**Work item:** Restate, word for word and with nothing added, the lines from the one containing "bride's earring, a" through the last line of the material below.

**Material provided:**
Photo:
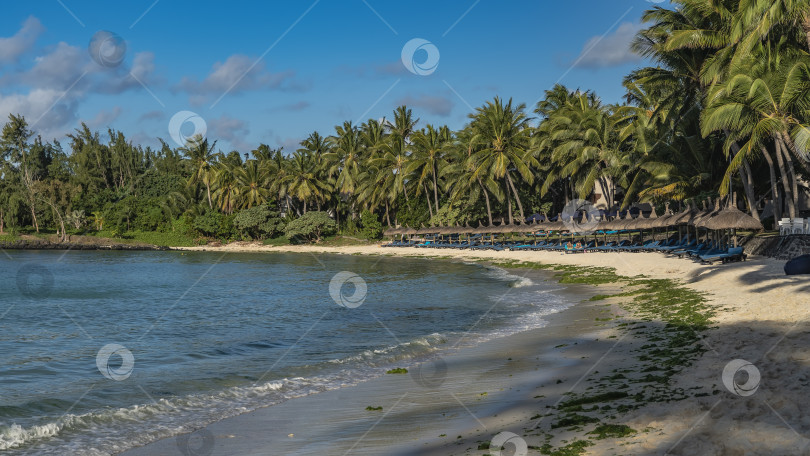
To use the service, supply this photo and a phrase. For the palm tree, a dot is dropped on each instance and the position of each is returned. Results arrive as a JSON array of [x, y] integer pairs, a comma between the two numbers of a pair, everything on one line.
[[761, 111], [226, 186], [253, 181], [345, 159], [203, 158], [303, 180], [503, 133], [429, 146]]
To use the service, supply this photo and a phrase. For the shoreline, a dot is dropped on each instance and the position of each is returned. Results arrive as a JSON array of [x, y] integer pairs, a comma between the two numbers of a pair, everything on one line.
[[465, 400], [747, 325]]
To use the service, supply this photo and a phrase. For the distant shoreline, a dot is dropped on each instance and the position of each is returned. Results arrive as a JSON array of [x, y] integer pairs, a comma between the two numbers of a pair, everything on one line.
[[758, 308], [100, 244]]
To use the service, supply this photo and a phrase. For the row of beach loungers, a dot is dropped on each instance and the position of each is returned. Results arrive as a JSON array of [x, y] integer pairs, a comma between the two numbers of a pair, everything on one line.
[[702, 251]]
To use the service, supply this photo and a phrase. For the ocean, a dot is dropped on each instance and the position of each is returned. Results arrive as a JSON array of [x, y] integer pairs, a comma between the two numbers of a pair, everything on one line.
[[104, 351]]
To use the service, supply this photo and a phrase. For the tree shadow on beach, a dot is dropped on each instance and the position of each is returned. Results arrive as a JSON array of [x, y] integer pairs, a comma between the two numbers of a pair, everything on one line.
[[717, 406]]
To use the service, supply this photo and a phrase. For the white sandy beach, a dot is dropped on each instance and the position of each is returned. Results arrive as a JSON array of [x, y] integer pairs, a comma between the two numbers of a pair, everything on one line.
[[763, 320]]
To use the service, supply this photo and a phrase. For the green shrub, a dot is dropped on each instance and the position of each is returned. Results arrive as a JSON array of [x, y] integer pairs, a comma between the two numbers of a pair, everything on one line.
[[310, 227], [208, 223], [260, 222]]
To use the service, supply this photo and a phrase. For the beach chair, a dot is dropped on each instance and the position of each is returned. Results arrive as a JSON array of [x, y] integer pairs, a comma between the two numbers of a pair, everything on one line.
[[687, 251], [732, 254], [684, 243], [784, 226], [797, 226], [574, 248]]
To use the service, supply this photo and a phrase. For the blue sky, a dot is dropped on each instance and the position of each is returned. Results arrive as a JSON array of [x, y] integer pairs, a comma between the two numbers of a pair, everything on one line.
[[272, 72]]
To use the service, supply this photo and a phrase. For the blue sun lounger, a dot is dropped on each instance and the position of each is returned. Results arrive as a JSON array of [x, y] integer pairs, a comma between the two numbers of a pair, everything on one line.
[[732, 254]]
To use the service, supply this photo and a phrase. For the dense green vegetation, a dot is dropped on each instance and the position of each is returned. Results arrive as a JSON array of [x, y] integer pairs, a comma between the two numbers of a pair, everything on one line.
[[725, 108]]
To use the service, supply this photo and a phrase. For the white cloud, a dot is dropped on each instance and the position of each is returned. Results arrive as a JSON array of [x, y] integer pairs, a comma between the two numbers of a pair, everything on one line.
[[231, 130], [440, 106], [298, 106], [46, 110], [14, 46], [104, 119], [152, 115], [239, 73], [610, 50]]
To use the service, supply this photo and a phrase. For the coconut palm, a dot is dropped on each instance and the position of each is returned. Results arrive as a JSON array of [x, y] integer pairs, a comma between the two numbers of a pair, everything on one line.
[[253, 180], [502, 132]]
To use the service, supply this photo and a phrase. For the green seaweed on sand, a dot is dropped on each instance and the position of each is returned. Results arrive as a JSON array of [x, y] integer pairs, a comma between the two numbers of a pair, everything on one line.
[[666, 316], [572, 449]]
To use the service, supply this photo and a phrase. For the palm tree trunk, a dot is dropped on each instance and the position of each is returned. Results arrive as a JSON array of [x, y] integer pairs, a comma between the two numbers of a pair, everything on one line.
[[806, 27], [748, 188], [785, 179], [794, 182], [777, 198], [34, 216], [508, 201], [427, 197], [517, 197], [435, 188], [486, 197]]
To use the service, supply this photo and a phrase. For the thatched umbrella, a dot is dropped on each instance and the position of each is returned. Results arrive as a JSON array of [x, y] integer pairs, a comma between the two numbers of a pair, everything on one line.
[[701, 219], [731, 218], [683, 218], [481, 229], [427, 230], [664, 220]]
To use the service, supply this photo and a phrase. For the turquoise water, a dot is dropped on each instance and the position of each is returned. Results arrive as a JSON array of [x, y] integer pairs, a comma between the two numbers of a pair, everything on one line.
[[201, 336]]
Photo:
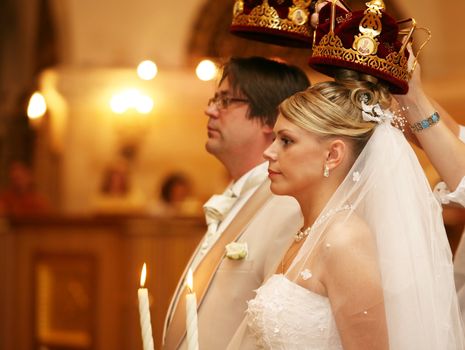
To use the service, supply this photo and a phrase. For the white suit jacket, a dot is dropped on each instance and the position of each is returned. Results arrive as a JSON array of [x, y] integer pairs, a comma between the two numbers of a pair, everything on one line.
[[268, 235]]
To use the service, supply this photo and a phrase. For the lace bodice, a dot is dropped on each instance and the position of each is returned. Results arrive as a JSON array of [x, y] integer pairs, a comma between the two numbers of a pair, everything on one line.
[[285, 315]]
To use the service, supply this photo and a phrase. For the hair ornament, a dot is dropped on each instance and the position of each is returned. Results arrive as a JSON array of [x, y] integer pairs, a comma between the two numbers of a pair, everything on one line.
[[374, 113]]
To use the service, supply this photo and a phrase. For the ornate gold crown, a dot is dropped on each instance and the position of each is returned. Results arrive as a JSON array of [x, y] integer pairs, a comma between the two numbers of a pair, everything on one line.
[[274, 21], [375, 49]]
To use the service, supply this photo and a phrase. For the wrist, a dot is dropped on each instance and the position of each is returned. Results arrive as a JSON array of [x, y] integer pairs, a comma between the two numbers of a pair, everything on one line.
[[426, 123]]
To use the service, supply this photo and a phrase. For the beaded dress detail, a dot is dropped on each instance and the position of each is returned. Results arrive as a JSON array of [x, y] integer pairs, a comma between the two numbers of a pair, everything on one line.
[[284, 315]]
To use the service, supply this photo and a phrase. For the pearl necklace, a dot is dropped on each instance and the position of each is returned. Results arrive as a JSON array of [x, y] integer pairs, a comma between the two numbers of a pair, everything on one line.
[[303, 233]]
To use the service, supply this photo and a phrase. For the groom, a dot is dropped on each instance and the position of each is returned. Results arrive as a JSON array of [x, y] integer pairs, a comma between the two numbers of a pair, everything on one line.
[[241, 116]]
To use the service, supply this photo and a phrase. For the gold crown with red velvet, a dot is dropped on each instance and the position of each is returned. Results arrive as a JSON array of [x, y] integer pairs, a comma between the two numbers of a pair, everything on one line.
[[367, 41], [280, 22]]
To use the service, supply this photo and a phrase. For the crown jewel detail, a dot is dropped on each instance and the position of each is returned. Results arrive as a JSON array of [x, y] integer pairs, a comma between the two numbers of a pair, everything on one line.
[[266, 17], [395, 64]]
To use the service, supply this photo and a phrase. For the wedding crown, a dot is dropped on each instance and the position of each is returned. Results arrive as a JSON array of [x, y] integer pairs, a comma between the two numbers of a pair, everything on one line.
[[366, 41], [281, 22]]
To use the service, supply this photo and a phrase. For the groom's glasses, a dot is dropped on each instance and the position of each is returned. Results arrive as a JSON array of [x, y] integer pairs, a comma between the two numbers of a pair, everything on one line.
[[223, 102]]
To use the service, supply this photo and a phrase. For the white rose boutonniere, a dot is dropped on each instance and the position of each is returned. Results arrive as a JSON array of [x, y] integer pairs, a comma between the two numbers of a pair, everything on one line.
[[236, 250]]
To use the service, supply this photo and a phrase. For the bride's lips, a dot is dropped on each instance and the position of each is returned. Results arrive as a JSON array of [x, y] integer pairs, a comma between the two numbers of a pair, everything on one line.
[[272, 173], [212, 131]]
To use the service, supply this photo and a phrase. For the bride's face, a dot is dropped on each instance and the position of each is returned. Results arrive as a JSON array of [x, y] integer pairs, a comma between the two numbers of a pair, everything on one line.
[[296, 159]]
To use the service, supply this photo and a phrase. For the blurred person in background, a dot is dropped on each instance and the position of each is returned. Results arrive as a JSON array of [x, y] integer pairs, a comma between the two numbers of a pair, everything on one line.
[[20, 197]]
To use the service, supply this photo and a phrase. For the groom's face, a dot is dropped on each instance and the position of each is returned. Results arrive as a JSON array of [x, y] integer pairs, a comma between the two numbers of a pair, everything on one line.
[[230, 131]]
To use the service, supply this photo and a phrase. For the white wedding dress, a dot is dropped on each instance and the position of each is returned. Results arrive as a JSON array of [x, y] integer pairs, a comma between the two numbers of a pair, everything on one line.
[[285, 315]]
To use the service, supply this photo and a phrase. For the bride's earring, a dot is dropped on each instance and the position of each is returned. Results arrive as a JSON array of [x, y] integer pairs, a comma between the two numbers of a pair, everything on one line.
[[326, 170]]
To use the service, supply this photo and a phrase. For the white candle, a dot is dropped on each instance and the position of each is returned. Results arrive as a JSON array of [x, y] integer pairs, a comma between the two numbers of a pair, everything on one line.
[[144, 312], [191, 314]]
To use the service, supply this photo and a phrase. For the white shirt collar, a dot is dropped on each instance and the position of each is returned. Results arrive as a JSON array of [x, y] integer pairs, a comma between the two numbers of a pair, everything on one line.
[[260, 171]]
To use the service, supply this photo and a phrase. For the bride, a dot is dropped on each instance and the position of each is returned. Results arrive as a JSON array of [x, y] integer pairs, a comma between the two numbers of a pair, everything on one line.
[[371, 268]]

**Answer for this exercise:**
To use the service, supply this photo and a phrase. For the bride's earring, a dot is dropped on each instance and the position of each is returned. Results arrive as a JSON array of [x, y] integer pairs, a comma between the two numbers of a pair, everything on one line.
[[326, 170]]
To use the service, supply this photo and a phrase. For the white candle, a dot is dropped on each instance and the position of each is returned. Results arrive as a JSON array of [x, y] integer pairs, a comma between the two numbers of a pair, everything on one line.
[[144, 312], [191, 314]]
To use the service, supply this photo and a phrase. For the white shirt collar, a dot is dropped on each instance and the position of each is returned. Results arrive as a JSON array of [x, y] integer pairs, a comma between the two numbers of a pair, everything on one line.
[[260, 171]]
To use the service, supply this photo and a phrase. For the bride, a dot is dropped on each instance and the position of each is returned. Results arrive as a JSON array of [x, y] integer pairs, a comma between the two numbers of a pair, everything on one line.
[[371, 268]]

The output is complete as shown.